◆ REQUEST
What follows are records. Restate all of them word for word.

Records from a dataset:
□ □ □ □

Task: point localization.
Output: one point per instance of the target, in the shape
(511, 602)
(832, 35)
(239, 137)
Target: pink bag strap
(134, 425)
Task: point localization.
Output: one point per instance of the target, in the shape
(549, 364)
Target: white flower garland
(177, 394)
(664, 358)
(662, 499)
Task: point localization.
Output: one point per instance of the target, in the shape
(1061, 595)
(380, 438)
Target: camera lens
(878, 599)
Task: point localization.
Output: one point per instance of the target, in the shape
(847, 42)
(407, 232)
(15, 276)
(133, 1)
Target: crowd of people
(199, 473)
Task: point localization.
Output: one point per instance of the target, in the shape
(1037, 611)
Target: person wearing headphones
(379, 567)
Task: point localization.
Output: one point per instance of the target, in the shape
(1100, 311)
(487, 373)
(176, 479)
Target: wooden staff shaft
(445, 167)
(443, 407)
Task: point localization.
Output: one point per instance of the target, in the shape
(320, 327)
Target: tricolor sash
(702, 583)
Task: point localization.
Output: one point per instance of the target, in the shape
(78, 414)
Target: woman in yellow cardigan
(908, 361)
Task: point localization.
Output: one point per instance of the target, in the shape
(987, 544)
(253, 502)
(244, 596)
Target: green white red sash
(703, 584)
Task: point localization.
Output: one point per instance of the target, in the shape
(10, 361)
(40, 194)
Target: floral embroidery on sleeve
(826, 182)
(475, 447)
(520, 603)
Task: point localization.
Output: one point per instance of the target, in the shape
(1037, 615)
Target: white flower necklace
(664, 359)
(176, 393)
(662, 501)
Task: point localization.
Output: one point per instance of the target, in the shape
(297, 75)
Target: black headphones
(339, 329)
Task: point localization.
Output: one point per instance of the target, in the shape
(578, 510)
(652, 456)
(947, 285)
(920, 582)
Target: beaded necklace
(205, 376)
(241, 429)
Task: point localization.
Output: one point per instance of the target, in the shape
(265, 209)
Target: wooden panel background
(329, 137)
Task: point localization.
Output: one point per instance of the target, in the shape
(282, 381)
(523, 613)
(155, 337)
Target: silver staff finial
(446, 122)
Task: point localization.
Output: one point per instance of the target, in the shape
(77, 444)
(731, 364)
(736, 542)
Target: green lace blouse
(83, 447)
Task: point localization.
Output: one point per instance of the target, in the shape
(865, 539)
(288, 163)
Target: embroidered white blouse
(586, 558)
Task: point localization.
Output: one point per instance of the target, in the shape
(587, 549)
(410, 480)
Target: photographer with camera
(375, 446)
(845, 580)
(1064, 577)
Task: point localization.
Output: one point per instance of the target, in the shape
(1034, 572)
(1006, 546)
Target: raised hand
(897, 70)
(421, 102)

□ □ □ □

◆ OUTPUT OF THE TASK
Task: point localization.
Output: one point per instance of the target, in the shape
(511, 602)
(832, 35)
(239, 137)
Target: pink bag strap
(134, 425)
Task: point localization.
Output: one point per instance of the target, in the shape
(549, 364)
Target: white flower garland
(177, 394)
(664, 358)
(662, 499)
Task: point localization.
Output: one point per instance of the target, in the shape
(1061, 595)
(380, 438)
Target: camera lens
(878, 599)
Task: point localization.
Output: one point per instance of the target, in the shape
(847, 42)
(407, 232)
(15, 276)
(133, 1)
Target: crowd of people
(199, 473)
Task: point localization.
Output: one point per instance of the target, in the shape
(1037, 611)
Target: person wearing headphones
(379, 567)
Task: point localization.
Output: one point per instance of the target, in the shape
(1100, 311)
(487, 373)
(176, 479)
Target: wooden staff shaft
(445, 167)
(443, 407)
Task: point localization.
Output: one point per instance of the target, in the shape
(320, 327)
Target: tricolor sash
(702, 583)
Task: point localization.
Output: one point per instance of the target, in the shape
(78, 414)
Target: woman in yellow cardigan
(908, 361)
Task: point localization.
Output: one point per instance of the target, in the shape
(987, 544)
(253, 502)
(244, 596)
Target: green white red sash
(703, 584)
Task: point localization.
Output: one point per instance of the target, in the shape
(10, 361)
(40, 194)
Target: floral embroidery on sleeve
(826, 182)
(475, 447)
(520, 603)
Task: point localization.
Output: one point per instance of the target, in the shape
(1037, 615)
Target: white flower necklace
(664, 359)
(176, 393)
(662, 501)
Task: point localization.
Output: one point per instance of the target, in the shape
(297, 75)
Target: black headphones
(339, 329)
Task: point localization.
Output: one point per instance of the target, in the shape
(578, 510)
(652, 456)
(947, 285)
(920, 582)
Target: beaded necklace
(205, 376)
(241, 429)
Task: point localization.
Output: one point per instance of the target, in the shape
(265, 209)
Target: wooden panel background
(329, 137)
Task: point localization.
Output: one point per instance of the target, in the shape
(282, 381)
(523, 613)
(155, 337)
Target: silver staff finial
(446, 122)
Task: point localization.
Output: one point per instance of the target, in the shape
(77, 444)
(731, 364)
(736, 542)
Target: green lace blouse
(83, 447)
Task: point localization.
Output: one point per instance of the target, in the shape
(865, 539)
(288, 163)
Target: embroidered white blouse
(586, 558)
Task: point localization.
Output: one point per instance of the target, in the shape
(587, 549)
(410, 480)
Target: photographer with camera
(375, 446)
(845, 580)
(1064, 577)
Task: point localization.
Output: one point per instance of the target, in the shape
(1034, 572)
(1006, 546)
Target: raised hand
(897, 70)
(421, 102)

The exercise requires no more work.